# START OF Records provided
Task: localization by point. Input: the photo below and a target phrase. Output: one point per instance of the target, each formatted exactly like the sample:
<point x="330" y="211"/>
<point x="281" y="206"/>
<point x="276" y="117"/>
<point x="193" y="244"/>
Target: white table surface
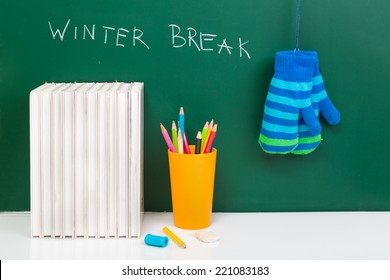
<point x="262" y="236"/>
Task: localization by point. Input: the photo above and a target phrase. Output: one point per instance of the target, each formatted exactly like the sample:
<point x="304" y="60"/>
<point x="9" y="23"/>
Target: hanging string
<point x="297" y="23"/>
# END OF Records provided
# START OF Records provided
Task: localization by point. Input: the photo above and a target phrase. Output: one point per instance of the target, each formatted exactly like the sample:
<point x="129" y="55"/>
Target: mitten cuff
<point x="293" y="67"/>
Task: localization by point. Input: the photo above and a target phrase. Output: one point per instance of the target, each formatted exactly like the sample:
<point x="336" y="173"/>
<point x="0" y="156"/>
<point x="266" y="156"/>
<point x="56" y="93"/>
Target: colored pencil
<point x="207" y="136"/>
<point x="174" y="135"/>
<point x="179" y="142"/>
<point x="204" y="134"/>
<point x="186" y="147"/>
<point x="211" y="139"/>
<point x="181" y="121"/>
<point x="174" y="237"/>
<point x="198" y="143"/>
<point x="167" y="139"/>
# END OF Records provided
**Work to do:**
Reproduce the text verbatim, starting at the line that contains "Task: localization by point. Input: the photo below" and ending at the line that contains "Target: white table surface", with both of those lines included.

**Reply:**
Task: localization by point. Input: the photo below and a target phrase. Output: one point per instance of the target, each formatted exactly like the sample:
<point x="330" y="211"/>
<point x="281" y="206"/>
<point x="276" y="117"/>
<point x="193" y="244"/>
Target: white table surface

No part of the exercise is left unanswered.